▸ TASK DETAILS
Which lines of the listing below contain the word "frame"? Return them.

▸ TASK MATERIAL
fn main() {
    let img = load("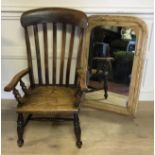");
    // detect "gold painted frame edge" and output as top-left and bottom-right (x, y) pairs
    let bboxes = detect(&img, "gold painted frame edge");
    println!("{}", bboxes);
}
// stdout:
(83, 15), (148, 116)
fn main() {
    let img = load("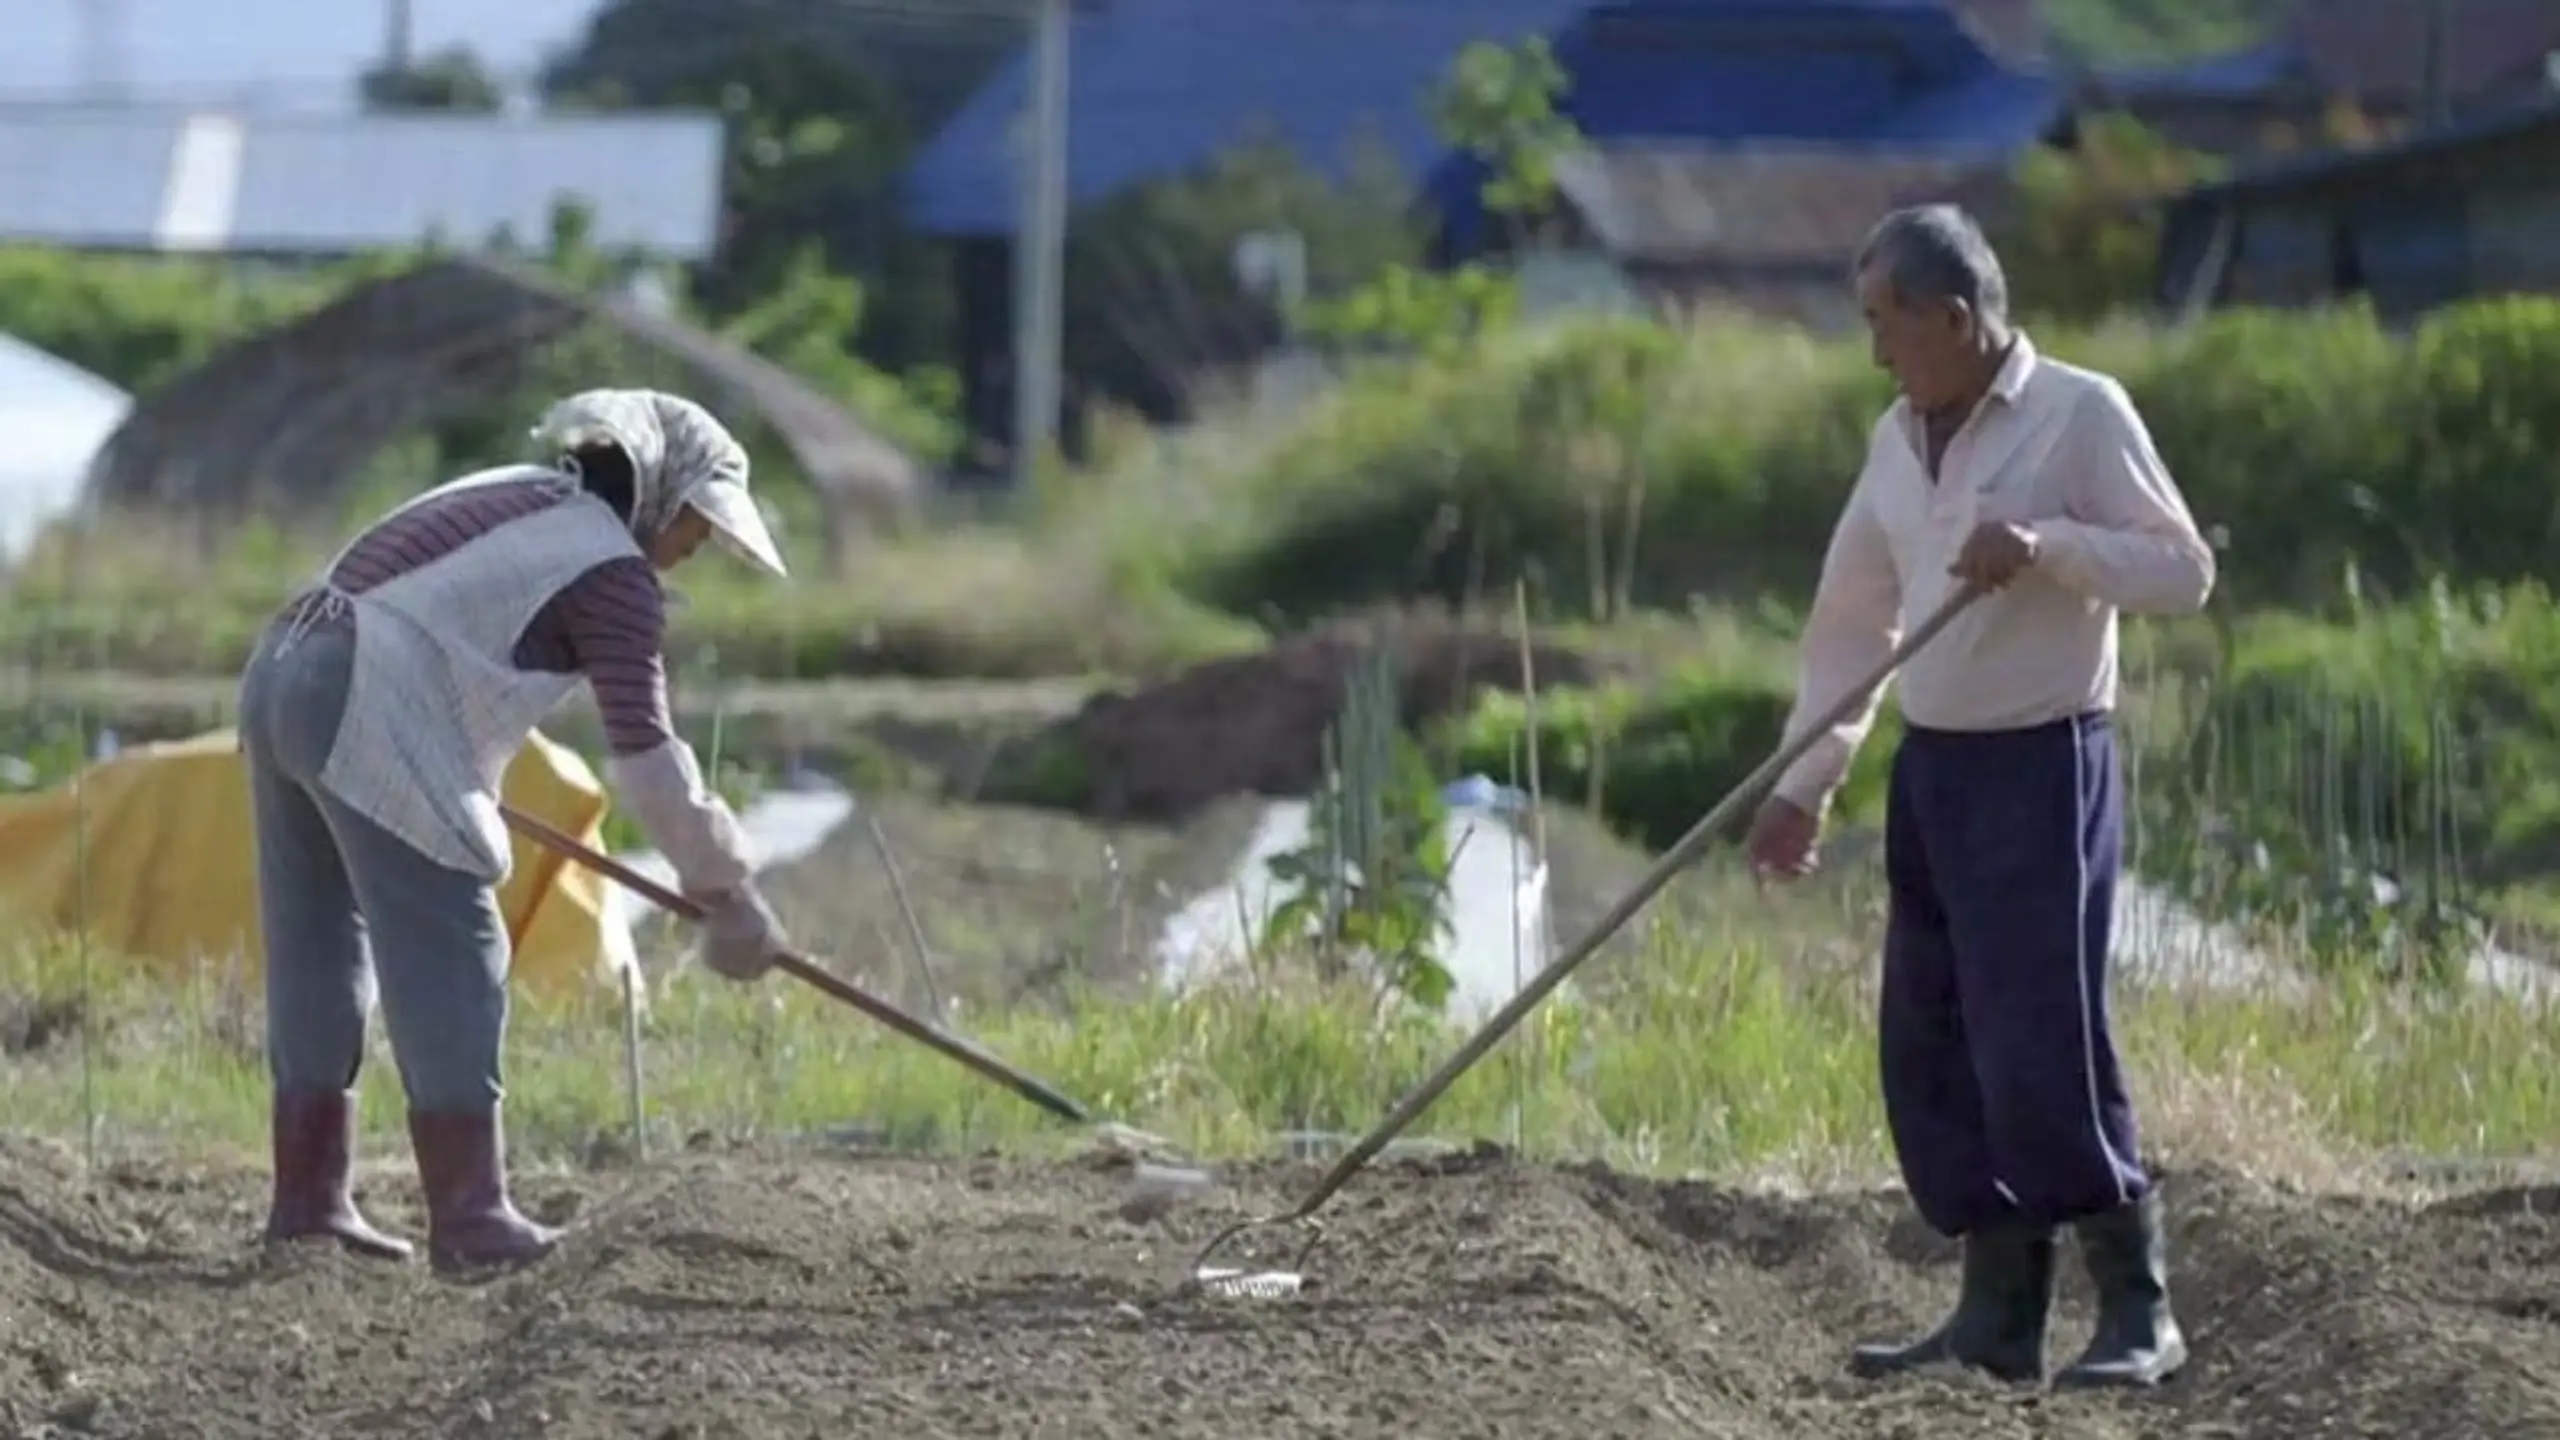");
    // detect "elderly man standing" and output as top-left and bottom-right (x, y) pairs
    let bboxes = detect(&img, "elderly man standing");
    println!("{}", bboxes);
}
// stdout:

...

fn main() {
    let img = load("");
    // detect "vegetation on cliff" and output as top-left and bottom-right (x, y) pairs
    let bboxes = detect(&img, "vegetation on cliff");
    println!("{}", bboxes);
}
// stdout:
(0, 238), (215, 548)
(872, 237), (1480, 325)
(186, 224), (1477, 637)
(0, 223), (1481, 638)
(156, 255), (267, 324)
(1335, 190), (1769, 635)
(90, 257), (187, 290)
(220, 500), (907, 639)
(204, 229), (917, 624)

▸ YOUR RESPONSE
    // detect "gold painted frame edge" and output as top-left and bottom-right (x, y) pairs
    let bboxes = detect(&img, "gold painted frame edge");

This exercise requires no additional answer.